## START

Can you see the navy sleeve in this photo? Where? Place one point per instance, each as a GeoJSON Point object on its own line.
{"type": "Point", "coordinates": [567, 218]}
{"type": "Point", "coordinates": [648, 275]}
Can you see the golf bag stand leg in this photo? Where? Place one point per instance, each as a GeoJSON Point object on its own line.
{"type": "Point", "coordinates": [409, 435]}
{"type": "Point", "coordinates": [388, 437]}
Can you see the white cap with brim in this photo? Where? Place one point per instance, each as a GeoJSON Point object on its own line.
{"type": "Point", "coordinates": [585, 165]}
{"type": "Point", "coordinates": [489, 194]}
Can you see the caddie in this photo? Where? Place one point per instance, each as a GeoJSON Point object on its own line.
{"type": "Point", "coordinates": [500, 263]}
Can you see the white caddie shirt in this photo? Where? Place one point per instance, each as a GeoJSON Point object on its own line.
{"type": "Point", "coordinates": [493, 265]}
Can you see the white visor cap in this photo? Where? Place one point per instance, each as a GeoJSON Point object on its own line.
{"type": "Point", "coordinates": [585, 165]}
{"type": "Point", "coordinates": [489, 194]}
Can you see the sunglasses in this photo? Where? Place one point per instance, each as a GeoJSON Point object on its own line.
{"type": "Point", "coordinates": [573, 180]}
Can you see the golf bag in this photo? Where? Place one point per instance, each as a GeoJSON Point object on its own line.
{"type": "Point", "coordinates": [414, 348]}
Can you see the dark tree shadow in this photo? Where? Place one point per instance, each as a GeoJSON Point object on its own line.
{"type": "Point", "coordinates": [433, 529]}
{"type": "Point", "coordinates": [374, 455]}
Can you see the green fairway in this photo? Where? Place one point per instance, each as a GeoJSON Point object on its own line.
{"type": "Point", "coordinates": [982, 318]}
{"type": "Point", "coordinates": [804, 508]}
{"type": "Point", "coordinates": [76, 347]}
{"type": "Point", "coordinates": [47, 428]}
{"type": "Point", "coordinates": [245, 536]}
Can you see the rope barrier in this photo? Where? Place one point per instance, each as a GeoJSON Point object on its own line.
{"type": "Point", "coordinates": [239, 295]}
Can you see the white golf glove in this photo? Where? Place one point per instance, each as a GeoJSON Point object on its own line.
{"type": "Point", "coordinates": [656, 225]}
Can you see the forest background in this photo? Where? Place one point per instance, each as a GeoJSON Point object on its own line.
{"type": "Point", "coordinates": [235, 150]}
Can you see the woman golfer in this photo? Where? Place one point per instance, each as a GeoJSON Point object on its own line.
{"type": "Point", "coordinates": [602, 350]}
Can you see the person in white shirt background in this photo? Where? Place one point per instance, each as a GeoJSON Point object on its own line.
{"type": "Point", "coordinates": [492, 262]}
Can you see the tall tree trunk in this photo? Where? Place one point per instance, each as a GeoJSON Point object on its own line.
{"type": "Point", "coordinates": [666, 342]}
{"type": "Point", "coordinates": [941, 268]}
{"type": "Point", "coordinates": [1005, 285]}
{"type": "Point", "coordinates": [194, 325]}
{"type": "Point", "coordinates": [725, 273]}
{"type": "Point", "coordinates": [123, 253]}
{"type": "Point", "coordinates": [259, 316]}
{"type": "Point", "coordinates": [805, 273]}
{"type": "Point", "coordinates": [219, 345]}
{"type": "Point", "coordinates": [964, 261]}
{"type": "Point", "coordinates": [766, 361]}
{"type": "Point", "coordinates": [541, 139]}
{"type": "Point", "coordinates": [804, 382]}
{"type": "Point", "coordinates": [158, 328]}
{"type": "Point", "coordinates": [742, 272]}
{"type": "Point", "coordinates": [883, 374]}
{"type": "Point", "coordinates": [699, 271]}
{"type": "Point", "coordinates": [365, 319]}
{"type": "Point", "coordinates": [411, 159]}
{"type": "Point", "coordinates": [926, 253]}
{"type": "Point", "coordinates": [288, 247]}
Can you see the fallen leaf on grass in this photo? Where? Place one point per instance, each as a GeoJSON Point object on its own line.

## END

EXERCISE PROMPT: Repeat exactly, and only, the lines of the records above, starting with the line that contains "Can you see the white golf" and ending with the final line, both included.

THE ANSWER:
Can you see the white golf glove in this photo? Where? Place one point per instance, each as a GeoJSON Point object on its own line.
{"type": "Point", "coordinates": [656, 225]}
Can you see the forest background in this photo? Where? Place one point per instance, each as a GeoJSON Point object on its own line.
{"type": "Point", "coordinates": [235, 150]}
Can you see the woman golfer in this photo? Where? Place one point per instance, each as a GeoJSON Point object on its own line.
{"type": "Point", "coordinates": [602, 350]}
Can you see the person in white shirt background in this photo? Where? Place one point per instance, each as a GeoJSON Point object on its own line.
{"type": "Point", "coordinates": [492, 262]}
Can you see the tall tree trunk in this photo? Where? Place one point per instance, each as a GeoJSON Point object on its own line.
{"type": "Point", "coordinates": [666, 342]}
{"type": "Point", "coordinates": [941, 268]}
{"type": "Point", "coordinates": [1005, 285]}
{"type": "Point", "coordinates": [194, 325]}
{"type": "Point", "coordinates": [725, 273]}
{"type": "Point", "coordinates": [123, 253]}
{"type": "Point", "coordinates": [259, 316]}
{"type": "Point", "coordinates": [805, 273]}
{"type": "Point", "coordinates": [219, 345]}
{"type": "Point", "coordinates": [964, 261]}
{"type": "Point", "coordinates": [766, 361]}
{"type": "Point", "coordinates": [541, 139]}
{"type": "Point", "coordinates": [804, 382]}
{"type": "Point", "coordinates": [158, 328]}
{"type": "Point", "coordinates": [742, 272]}
{"type": "Point", "coordinates": [883, 374]}
{"type": "Point", "coordinates": [699, 271]}
{"type": "Point", "coordinates": [365, 319]}
{"type": "Point", "coordinates": [411, 159]}
{"type": "Point", "coordinates": [926, 253]}
{"type": "Point", "coordinates": [288, 247]}
Can you see the fallen leaf on grass in this photo? Where? Place one point per instance, each as a GeoJSON Point object on its own line.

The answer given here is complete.